Excerpt provided
To thoroughly understand the execution characteristics of the methods under comparison, we evaluated each method on four different servers and three edge devices, each with different CPUs and GPUs. In this section, we describe these systems and their characteristics, which were chosen to showcase the current limits of the state-of-the-art vehicle counting methods. To simplify the presentation and to easily differentiate between the systems, we name each system by the type of GPU installed in the systems. Table 1 provides a summary of the systems characteristics. Servers are listed at the top of the table, followed by edge devices. The GPUs column shows the number of GPUs in each server and the GPU architecture for each Jetson device. The CUDA cores column shows the number of CUDA cores per GPU in the given system. The GPU RAM column shows the amount and type of random access memory available to the GPU. The Threads column shows the number of physical CPU cores in the system. The RAM column shows the amount of random access memory available to the CPU. The Jetson systems share the same RAM space with the on-board GPU. Finally, the Drive column shows the type of storage device the operating system and experiment data reside on in the system.

Table 1 Characteristics of evaluation systems

To minimize I/O delay in the experiments, each system was outfitted with efficient drives capable of at least 500 MB per second reads, with the exception of the Jetson Nano edge device which did not have this capability and used an SD Card as its primary OS and data drive capable of up to 130 MB per s reads. Other than the Tesla V100 system, which used CentOS 7.4 as its operating system (OS), all systems relied on Ubuntu 18.04.4 LTS. All systems had CUDA 10.2 installed, although some methods relied on earlier versions of CUDA, which were provided via virtual environments. All Jetson development kits used the JetPack 4.4 software development kit, which included the latest Linux Driver Package (L4T) for the ARM processor, and CUDA-X accelerated libraries for CUDA 10.2 with built-in APIs for deep-learning and computer vision. In addition to the CUDA cores listed in the third column of Table 1, the Tesla V100, Titan RTX, and Jetson NX have 640, 576, and 48 tensor cores, respectively, which can further accelerate deep-learning computations.

Metrics

In this study, we are interested in both the effectiveness and efficiency of vehicle counting methods. We follow the technique in Naphade et al. (2020) for measuring the effectiveness of each method. The effectiveness score \(S1_\text {effectiveness}\) is computed as a weighted average of the movement- and class-specific effectiveness for each video. Each video is split into k segments and a weighted root mean square error (wRMSE) between the predicted and true cumulative vehicle counts in each segment is computed as the local effectiveness. We used \(k = 10\) in our experiments. To further reduce the impact of labeling errors that may have occurred in early segments, the wRMSE score weighs each record incrementally to increase the importance to later recorded cumulative counts.

Listed records
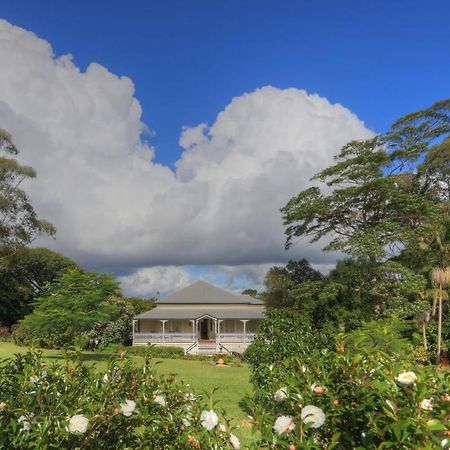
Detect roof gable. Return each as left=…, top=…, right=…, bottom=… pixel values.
left=157, top=280, right=264, bottom=305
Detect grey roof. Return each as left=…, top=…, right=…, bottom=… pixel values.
left=135, top=305, right=264, bottom=320
left=157, top=280, right=264, bottom=305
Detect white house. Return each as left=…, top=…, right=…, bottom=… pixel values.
left=133, top=281, right=265, bottom=354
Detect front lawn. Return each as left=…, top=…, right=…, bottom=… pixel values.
left=0, top=342, right=252, bottom=445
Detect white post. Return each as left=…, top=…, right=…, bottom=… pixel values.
left=133, top=319, right=137, bottom=345
left=160, top=320, right=167, bottom=342
left=241, top=320, right=248, bottom=342
left=217, top=320, right=223, bottom=341
left=190, top=320, right=195, bottom=342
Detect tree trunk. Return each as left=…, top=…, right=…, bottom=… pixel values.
left=436, top=285, right=442, bottom=364
left=422, top=320, right=428, bottom=350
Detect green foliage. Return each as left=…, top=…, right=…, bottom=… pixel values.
left=253, top=322, right=450, bottom=450
left=282, top=100, right=450, bottom=260
left=126, top=297, right=156, bottom=316
left=13, top=269, right=120, bottom=347
left=260, top=259, right=323, bottom=307
left=0, top=247, right=77, bottom=326
left=0, top=353, right=239, bottom=450
left=0, top=129, right=55, bottom=253
left=244, top=309, right=326, bottom=389
left=87, top=295, right=135, bottom=348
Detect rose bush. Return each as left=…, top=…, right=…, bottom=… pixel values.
left=253, top=323, right=450, bottom=450
left=0, top=352, right=239, bottom=450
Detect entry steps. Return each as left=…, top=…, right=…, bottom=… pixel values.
left=184, top=342, right=232, bottom=355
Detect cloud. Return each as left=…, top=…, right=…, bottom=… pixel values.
left=0, top=21, right=372, bottom=284
left=119, top=266, right=194, bottom=297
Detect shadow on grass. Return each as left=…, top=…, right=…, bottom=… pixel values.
left=40, top=352, right=117, bottom=363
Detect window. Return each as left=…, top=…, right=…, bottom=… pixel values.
left=222, top=320, right=236, bottom=333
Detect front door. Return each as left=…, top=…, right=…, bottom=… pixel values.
left=200, top=319, right=210, bottom=339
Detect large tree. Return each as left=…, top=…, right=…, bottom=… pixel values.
left=282, top=100, right=450, bottom=261
left=13, top=269, right=121, bottom=347
left=0, top=247, right=77, bottom=326
left=260, top=258, right=323, bottom=307
left=0, top=129, right=55, bottom=250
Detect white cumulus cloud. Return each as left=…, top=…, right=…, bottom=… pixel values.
left=119, top=266, right=194, bottom=297
left=0, top=20, right=372, bottom=291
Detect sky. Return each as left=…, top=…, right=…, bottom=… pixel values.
left=0, top=0, right=450, bottom=297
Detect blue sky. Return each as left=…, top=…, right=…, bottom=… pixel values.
left=0, top=0, right=450, bottom=295
left=1, top=0, right=450, bottom=164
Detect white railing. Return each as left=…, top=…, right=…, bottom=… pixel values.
left=133, top=332, right=197, bottom=344
left=217, top=333, right=255, bottom=343
left=133, top=332, right=255, bottom=344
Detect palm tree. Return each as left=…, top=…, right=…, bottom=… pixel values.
left=431, top=267, right=450, bottom=364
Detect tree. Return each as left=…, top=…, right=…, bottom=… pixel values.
left=0, top=247, right=77, bottom=326
left=13, top=269, right=121, bottom=347
left=281, top=100, right=450, bottom=261
left=286, top=258, right=323, bottom=284
left=261, top=259, right=323, bottom=307
left=0, top=129, right=55, bottom=249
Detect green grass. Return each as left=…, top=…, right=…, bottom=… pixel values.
left=0, top=342, right=254, bottom=448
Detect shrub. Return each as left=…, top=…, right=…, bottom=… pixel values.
left=0, top=352, right=241, bottom=450
left=87, top=295, right=135, bottom=349
left=0, top=323, right=11, bottom=341
left=253, top=323, right=450, bottom=449
left=244, top=309, right=328, bottom=392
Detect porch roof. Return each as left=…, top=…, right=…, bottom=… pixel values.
left=135, top=305, right=264, bottom=320
left=157, top=280, right=264, bottom=305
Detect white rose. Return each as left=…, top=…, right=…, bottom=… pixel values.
left=120, top=400, right=136, bottom=417
left=273, top=416, right=295, bottom=434
left=19, top=414, right=33, bottom=431
left=181, top=418, right=191, bottom=427
left=66, top=414, right=89, bottom=433
left=420, top=398, right=433, bottom=411
left=230, top=433, right=241, bottom=450
left=301, top=405, right=325, bottom=428
left=200, top=409, right=219, bottom=431
left=273, top=387, right=287, bottom=402
left=397, top=372, right=417, bottom=386
left=155, top=395, right=166, bottom=407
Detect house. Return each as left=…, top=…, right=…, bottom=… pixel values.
left=133, top=281, right=265, bottom=354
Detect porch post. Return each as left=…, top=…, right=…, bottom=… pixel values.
left=133, top=319, right=137, bottom=345
left=241, top=320, right=248, bottom=342
left=160, top=320, right=167, bottom=342
left=217, top=319, right=223, bottom=342
left=190, top=320, right=196, bottom=342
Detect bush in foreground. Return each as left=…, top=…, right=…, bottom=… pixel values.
left=0, top=353, right=239, bottom=450
left=250, top=323, right=450, bottom=450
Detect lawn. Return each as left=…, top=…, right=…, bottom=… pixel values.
left=0, top=342, right=252, bottom=447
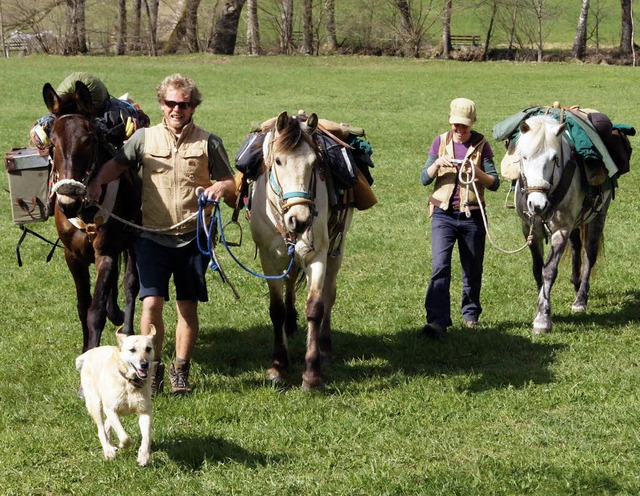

Requests
a – Answer these questions from the excerpt on vehicle counting evaluation:
(i) Which operating system ran on the Tesla V100 system?
(ii) How many tensor cores does the Jetson NX have?
(iii) How many segments was each video split into in the experiments?
b – Resume the excerpt on vehicle counting evaluation from the point where it stops.
None of the entries is needed for this work.

Expected answers
a –
(i) CentOS 7.4
(ii) 48
(iii) 10

b –
$$\begin{aligned} \begin{aligned} \text {wRMSE} = \sqrt{\sum _{i=1}^k w_i (\hat{x}_i - x_i)^2}, \\ \text {where} \;w_i = \frac{i}{\sum _{j=1}^k j} = \frac{2i}{k(k+1)}. \end{aligned} \end{aligned}$$
(1)

The value \(x_i\) is the true cumulative vehicle count in all segments up to the ith segment, inclusive, and \(\hat{x}_i\) is the prediction of that value. The wRMSE score is finally normalized based on the true vehicle count n of the given class in the given movement and video, as

$$\begin{aligned} \text {nwRMSE} = \max \left( 0, \frac{\text {wRMSE}}{n}\right) . \end{aligned}$$
(2)

The final effectiveness score is the weighted average across all nwRMSE scores, with each weight being the fraction of all the true vehicles across the entire test set, i.e.,

$$\begin{aligned} S1_\text {effectiveness} = \sum _{v,m,c} \frac{n_{vmc} \times \text {nwRMSE}_{vmc}}{\sum _{v,m,c} n_{vmc}}, \end{aligned}$$
(3)

for all videos v, movements m, and vehicles classes c in the set. Note that the score can be computed for the entire test set or for a subset of it, such as a single video or videos with certain characteristics (e.g., with rainy weather).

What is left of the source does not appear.